- Instructions for the task -
Lines from the one with "Can you spot the black ankle" through the end of the listing below should be set down exactly, with no other line included.

# # # #

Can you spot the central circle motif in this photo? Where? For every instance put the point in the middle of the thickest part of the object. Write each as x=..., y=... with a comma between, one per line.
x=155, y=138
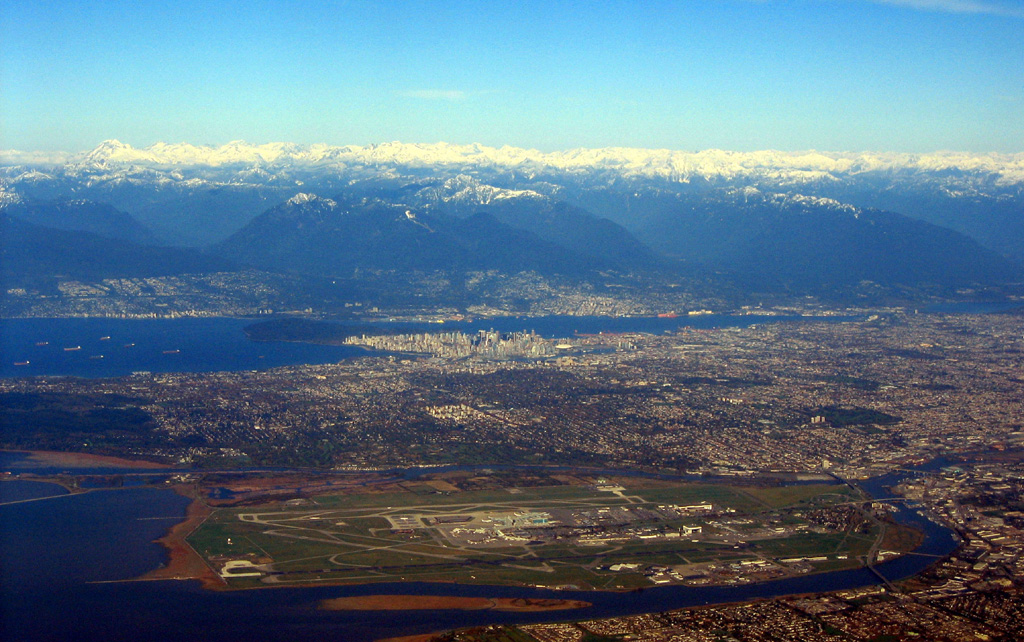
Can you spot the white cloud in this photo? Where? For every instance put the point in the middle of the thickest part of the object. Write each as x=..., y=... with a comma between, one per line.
x=990, y=7
x=435, y=94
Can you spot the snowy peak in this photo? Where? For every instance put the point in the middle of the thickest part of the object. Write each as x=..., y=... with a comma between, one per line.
x=781, y=167
x=303, y=198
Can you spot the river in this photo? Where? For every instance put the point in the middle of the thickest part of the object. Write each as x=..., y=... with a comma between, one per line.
x=62, y=558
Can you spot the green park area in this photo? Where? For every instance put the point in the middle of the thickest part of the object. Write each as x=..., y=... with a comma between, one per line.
x=620, y=533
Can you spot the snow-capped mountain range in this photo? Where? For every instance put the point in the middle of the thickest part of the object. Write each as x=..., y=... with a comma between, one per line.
x=674, y=165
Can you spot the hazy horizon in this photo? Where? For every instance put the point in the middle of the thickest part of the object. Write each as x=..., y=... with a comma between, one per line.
x=905, y=76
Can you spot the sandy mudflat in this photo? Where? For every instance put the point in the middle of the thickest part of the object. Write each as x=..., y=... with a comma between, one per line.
x=441, y=602
x=84, y=460
x=183, y=562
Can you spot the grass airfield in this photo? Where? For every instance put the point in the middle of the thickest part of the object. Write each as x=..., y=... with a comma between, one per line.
x=582, y=532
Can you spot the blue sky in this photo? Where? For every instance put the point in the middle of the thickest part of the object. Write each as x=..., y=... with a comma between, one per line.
x=832, y=75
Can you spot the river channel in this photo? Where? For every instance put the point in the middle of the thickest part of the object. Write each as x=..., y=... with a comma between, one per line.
x=66, y=558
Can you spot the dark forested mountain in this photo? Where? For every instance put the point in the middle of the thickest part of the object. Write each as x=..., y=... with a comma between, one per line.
x=316, y=236
x=32, y=254
x=810, y=243
x=796, y=221
x=81, y=215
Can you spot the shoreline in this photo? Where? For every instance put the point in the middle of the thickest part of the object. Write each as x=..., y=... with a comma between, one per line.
x=182, y=561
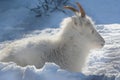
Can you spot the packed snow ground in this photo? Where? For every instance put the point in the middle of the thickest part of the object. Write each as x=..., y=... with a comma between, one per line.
x=17, y=21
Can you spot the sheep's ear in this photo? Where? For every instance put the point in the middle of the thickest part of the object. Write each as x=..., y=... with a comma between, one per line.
x=71, y=8
x=81, y=10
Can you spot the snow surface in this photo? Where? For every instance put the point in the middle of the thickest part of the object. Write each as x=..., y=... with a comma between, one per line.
x=18, y=22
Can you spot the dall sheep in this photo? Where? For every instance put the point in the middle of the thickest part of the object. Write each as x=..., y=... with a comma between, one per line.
x=68, y=49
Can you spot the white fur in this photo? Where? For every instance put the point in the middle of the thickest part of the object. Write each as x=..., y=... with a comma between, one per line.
x=69, y=48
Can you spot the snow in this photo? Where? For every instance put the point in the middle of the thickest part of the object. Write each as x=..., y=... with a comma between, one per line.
x=18, y=22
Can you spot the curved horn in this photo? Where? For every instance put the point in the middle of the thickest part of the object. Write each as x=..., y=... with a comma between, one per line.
x=81, y=10
x=71, y=8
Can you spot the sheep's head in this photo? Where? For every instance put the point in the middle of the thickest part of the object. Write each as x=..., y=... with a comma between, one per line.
x=85, y=26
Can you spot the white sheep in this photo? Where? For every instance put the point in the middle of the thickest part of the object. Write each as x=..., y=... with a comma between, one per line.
x=68, y=49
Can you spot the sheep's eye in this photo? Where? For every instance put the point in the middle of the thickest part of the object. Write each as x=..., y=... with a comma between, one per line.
x=92, y=31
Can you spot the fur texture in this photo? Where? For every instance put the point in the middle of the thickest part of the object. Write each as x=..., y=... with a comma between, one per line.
x=69, y=48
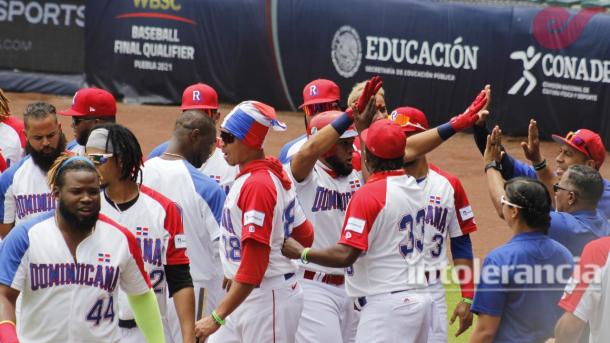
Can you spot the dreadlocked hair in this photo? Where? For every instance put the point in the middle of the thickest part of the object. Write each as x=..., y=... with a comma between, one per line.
x=126, y=148
x=64, y=163
x=5, y=111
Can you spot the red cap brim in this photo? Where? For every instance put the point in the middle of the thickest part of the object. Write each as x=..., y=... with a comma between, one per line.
x=561, y=140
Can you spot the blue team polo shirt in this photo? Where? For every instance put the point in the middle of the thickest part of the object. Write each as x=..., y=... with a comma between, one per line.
x=523, y=169
x=574, y=230
x=528, y=310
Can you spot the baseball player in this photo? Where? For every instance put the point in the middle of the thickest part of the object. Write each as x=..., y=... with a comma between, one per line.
x=586, y=299
x=264, y=301
x=449, y=219
x=12, y=144
x=174, y=175
x=203, y=98
x=325, y=182
x=582, y=146
x=381, y=245
x=90, y=106
x=155, y=222
x=68, y=265
x=319, y=95
x=24, y=192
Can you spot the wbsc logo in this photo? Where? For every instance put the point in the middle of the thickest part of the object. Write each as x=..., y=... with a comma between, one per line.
x=346, y=51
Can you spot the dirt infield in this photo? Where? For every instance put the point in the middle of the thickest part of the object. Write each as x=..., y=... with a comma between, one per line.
x=153, y=125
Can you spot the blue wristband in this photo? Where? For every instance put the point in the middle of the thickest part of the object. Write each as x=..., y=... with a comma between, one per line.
x=445, y=131
x=342, y=123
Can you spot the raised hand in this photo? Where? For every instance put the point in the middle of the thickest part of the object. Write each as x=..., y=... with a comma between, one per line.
x=531, y=148
x=473, y=112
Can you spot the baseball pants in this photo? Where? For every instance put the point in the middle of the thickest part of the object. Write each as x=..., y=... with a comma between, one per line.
x=207, y=296
x=270, y=314
x=398, y=317
x=438, y=331
x=328, y=314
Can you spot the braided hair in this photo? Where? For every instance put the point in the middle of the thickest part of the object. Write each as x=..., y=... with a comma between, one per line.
x=5, y=111
x=126, y=149
x=65, y=162
x=535, y=199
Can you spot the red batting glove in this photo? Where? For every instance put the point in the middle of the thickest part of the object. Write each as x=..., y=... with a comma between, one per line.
x=371, y=88
x=469, y=117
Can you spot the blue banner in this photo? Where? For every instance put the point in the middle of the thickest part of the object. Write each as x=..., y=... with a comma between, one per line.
x=547, y=63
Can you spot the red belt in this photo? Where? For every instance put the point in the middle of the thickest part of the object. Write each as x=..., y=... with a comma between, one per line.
x=330, y=279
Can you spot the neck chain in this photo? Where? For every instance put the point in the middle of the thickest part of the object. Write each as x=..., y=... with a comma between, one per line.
x=174, y=155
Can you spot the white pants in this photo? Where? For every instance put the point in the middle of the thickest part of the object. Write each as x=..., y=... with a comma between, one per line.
x=207, y=296
x=328, y=314
x=438, y=331
x=270, y=314
x=395, y=318
x=134, y=335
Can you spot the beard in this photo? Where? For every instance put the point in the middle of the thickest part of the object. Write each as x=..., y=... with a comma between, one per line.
x=81, y=223
x=44, y=159
x=340, y=168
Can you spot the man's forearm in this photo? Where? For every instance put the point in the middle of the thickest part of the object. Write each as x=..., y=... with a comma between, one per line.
x=184, y=300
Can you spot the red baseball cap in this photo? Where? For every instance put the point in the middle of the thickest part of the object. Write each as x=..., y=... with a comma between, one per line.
x=587, y=142
x=94, y=102
x=320, y=91
x=410, y=119
x=385, y=139
x=199, y=97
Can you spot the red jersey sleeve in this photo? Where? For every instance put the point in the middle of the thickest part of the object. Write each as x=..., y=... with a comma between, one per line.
x=257, y=201
x=583, y=283
x=176, y=245
x=361, y=214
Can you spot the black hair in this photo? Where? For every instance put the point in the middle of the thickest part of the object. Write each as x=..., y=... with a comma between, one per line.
x=126, y=149
x=378, y=164
x=586, y=182
x=535, y=199
x=38, y=110
x=55, y=176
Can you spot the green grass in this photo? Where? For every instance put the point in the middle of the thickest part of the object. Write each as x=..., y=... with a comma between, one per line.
x=453, y=296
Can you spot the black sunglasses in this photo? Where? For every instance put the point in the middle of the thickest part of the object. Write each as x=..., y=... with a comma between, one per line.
x=78, y=120
x=226, y=137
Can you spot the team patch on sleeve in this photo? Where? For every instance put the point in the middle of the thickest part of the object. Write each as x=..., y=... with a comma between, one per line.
x=355, y=225
x=180, y=241
x=254, y=217
x=466, y=213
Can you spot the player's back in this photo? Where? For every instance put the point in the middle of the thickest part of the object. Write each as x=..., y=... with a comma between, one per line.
x=201, y=201
x=393, y=260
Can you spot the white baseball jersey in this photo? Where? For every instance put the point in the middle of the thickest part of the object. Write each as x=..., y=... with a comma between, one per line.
x=385, y=220
x=67, y=300
x=219, y=170
x=24, y=192
x=448, y=215
x=75, y=148
x=324, y=199
x=10, y=145
x=155, y=222
x=586, y=295
x=259, y=207
x=200, y=200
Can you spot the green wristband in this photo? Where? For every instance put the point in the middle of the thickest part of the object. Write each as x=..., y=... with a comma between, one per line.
x=217, y=318
x=304, y=255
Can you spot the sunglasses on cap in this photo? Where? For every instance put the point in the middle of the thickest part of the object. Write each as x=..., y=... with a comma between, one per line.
x=314, y=109
x=503, y=201
x=226, y=137
x=78, y=120
x=99, y=159
x=578, y=141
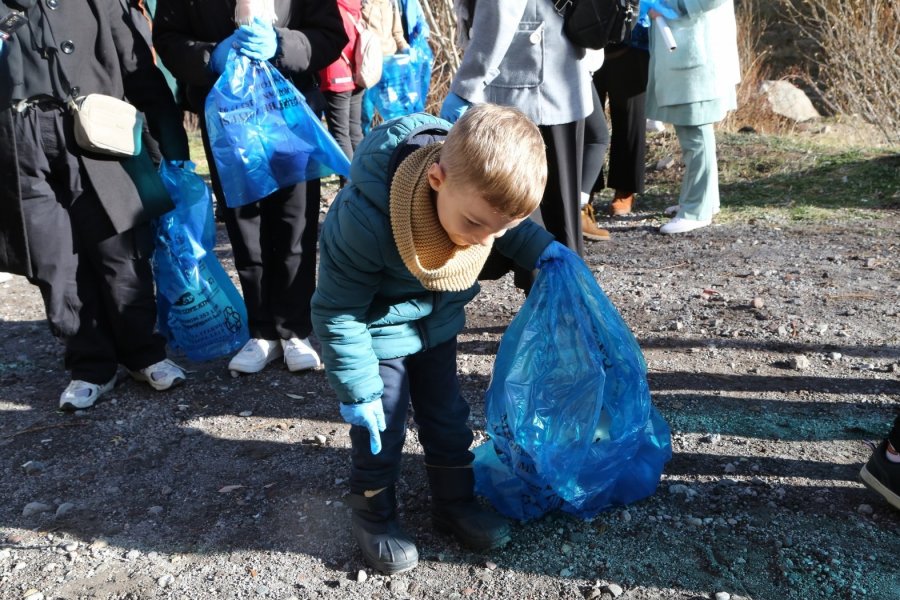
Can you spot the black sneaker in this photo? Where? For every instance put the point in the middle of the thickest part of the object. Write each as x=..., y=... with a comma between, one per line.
x=882, y=476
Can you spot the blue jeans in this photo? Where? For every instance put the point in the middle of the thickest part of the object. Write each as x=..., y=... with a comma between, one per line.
x=429, y=381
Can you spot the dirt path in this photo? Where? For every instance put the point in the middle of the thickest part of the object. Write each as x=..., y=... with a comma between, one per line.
x=233, y=488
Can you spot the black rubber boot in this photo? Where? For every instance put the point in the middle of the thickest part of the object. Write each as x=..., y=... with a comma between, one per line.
x=374, y=524
x=454, y=510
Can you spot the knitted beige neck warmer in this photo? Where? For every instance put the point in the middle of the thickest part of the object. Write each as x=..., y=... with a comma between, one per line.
x=426, y=250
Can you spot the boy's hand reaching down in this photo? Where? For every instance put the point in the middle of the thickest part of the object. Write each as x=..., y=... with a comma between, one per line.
x=369, y=415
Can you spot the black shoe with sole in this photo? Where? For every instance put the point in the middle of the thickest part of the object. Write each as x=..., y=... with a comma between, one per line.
x=882, y=476
x=455, y=510
x=385, y=546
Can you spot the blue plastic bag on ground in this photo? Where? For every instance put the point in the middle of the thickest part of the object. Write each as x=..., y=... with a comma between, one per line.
x=568, y=409
x=199, y=310
x=404, y=83
x=263, y=135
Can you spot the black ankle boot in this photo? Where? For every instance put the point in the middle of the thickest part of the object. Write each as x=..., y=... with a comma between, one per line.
x=455, y=510
x=374, y=524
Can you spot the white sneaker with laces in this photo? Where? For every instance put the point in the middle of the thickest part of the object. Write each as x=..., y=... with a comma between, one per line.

# # # #

- Exercise result -
Can you spot the black ankle boot in this photo? Where? For every instance put the point in the middle of the thickest part of the object. Write each as x=..., y=... with a comma between, one per line.
x=455, y=510
x=374, y=524
Can you spot the white sneaker with laces in this photo? Where? For every instance put the point in the middle of the thickest part of the object. Write each as x=..., y=... with a comma between, one per line.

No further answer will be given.